What is being asked: Can you convert the data, starting at its first line and ending at the line that contains "191L381 204L386 207L395", into a JSON list of strings with one string per line and blank lines omitted?

--- Input for this task ---

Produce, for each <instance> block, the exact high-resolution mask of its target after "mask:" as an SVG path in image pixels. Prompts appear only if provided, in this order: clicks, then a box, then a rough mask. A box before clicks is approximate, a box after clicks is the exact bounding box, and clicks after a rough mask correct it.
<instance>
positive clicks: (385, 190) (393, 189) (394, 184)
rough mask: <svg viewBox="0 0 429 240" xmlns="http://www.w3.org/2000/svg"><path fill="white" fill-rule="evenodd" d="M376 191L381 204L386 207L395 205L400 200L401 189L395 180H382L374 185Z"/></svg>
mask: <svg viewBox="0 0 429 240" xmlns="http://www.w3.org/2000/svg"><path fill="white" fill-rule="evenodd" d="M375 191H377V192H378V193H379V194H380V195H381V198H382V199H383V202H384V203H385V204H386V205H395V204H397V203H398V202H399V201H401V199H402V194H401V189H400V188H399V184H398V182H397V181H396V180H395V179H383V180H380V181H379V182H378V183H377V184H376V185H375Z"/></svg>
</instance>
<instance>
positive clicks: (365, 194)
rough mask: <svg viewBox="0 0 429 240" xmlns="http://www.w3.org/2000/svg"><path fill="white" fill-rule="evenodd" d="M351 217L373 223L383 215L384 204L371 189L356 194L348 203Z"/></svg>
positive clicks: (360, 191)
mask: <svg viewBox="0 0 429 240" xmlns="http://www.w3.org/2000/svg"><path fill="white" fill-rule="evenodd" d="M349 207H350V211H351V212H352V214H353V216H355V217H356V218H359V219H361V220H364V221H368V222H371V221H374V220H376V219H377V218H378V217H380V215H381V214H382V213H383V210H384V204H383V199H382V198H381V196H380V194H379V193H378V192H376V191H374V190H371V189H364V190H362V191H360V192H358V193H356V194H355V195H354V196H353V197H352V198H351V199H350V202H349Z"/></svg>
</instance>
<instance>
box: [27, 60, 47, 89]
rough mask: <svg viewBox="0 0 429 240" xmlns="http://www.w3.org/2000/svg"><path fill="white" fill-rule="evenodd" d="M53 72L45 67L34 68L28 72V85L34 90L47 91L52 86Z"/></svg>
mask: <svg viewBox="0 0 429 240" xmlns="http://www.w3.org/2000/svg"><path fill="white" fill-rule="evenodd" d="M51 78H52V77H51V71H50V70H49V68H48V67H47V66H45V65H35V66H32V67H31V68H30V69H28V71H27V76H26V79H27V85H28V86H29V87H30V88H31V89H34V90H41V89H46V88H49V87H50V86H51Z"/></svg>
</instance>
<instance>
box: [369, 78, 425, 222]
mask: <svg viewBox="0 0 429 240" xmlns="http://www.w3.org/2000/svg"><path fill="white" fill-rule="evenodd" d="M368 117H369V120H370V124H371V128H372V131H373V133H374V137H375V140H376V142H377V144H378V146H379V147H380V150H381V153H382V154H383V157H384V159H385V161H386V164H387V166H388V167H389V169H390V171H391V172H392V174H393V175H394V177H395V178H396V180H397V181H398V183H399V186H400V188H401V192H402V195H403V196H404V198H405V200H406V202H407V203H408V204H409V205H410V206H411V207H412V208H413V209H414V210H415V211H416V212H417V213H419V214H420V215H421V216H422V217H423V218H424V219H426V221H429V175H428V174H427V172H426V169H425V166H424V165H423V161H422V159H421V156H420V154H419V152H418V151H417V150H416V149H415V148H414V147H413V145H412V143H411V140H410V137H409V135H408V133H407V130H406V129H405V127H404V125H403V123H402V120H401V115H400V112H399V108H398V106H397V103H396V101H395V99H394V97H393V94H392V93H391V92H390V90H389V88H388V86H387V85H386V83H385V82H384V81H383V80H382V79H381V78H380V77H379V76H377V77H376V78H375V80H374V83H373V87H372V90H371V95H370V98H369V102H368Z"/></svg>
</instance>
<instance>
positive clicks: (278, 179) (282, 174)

---

Solution:
[
  "Produce, for each <instance> block, the exact high-resolution mask of its target after \"mask:\" as an SVG path in image pixels. Prompts appear only if provided, in this order: clicks, then a box, then a rough mask. A box before clicks is approximate, a box after clicks is the exact bounding box, and clicks after a rough mask correct it.",
  "<instance>",
  "positive clicks: (385, 190) (393, 189) (394, 184)",
  "rough mask: <svg viewBox=\"0 0 429 240\" xmlns=\"http://www.w3.org/2000/svg\"><path fill=\"white\" fill-rule=\"evenodd\" d=\"M376 191L381 204L386 207L395 205L400 200L401 189L395 180H382L374 185Z\"/></svg>"
]